Problem to solve: Render every line of the material below as a JSON array of strings, one string per line, with blank lines left out.

Data entries:
+ + + + +

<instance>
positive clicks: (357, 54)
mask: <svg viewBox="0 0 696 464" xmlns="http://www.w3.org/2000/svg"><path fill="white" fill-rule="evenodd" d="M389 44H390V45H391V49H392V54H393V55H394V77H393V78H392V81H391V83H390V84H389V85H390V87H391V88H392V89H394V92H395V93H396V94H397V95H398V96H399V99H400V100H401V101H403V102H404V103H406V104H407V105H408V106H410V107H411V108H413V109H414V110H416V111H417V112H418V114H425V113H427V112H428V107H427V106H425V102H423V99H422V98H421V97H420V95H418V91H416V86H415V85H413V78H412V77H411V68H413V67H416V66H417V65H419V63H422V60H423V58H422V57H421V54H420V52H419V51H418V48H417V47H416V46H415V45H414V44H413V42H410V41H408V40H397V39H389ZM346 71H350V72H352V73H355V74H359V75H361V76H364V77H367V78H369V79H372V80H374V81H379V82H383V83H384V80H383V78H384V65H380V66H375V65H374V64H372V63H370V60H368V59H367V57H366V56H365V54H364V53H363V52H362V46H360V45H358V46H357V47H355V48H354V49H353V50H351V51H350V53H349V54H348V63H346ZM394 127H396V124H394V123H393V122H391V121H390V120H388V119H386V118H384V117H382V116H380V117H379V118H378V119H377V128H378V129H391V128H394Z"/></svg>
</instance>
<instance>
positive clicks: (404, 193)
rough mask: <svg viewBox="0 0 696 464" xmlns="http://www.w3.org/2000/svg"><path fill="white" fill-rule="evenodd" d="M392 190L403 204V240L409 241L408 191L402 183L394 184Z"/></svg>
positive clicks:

+ + + + +

Solution below:
[
  "<instance>",
  "positive clicks: (357, 54)",
  "mask: <svg viewBox=\"0 0 696 464\" xmlns=\"http://www.w3.org/2000/svg\"><path fill=\"white\" fill-rule=\"evenodd\" d=\"M389 44H390V45H391V49H392V54H393V55H394V77H393V78H392V81H391V83H390V84H389V85H390V87H391V88H392V89H394V92H395V93H396V94H397V95H398V96H399V99H400V100H401V101H403V102H404V103H406V104H407V105H408V106H410V107H411V108H413V109H414V110H416V111H417V112H418V114H425V113H427V112H428V107H427V106H425V102H423V99H422V98H421V97H420V95H418V91H416V86H415V85H413V78H412V77H411V68H413V67H416V66H417V65H419V63H422V60H423V58H422V57H421V54H420V52H419V51H418V48H417V47H416V46H415V45H414V44H413V42H410V41H408V40H397V39H389ZM346 71H350V72H352V73H355V74H359V75H361V76H364V77H367V78H369V79H372V80H374V81H379V82H383V83H384V80H383V78H384V65H380V66H375V65H374V64H372V63H370V60H368V59H367V57H366V56H365V54H364V53H363V52H362V46H360V45H358V46H357V47H355V48H354V49H353V50H351V51H350V53H349V54H348V63H346ZM394 127H396V124H394V123H393V122H391V121H390V120H388V119H386V118H384V117H382V116H380V117H379V118H378V119H377V128H378V129H391V128H394Z\"/></svg>",
  "</instance>",
  "<instance>",
  "positive clicks: (404, 193)",
  "rough mask: <svg viewBox=\"0 0 696 464\" xmlns=\"http://www.w3.org/2000/svg\"><path fill=\"white\" fill-rule=\"evenodd\" d=\"M392 190L403 204V240L409 241L408 191L402 183L394 184Z\"/></svg>",
  "positive clicks:"
]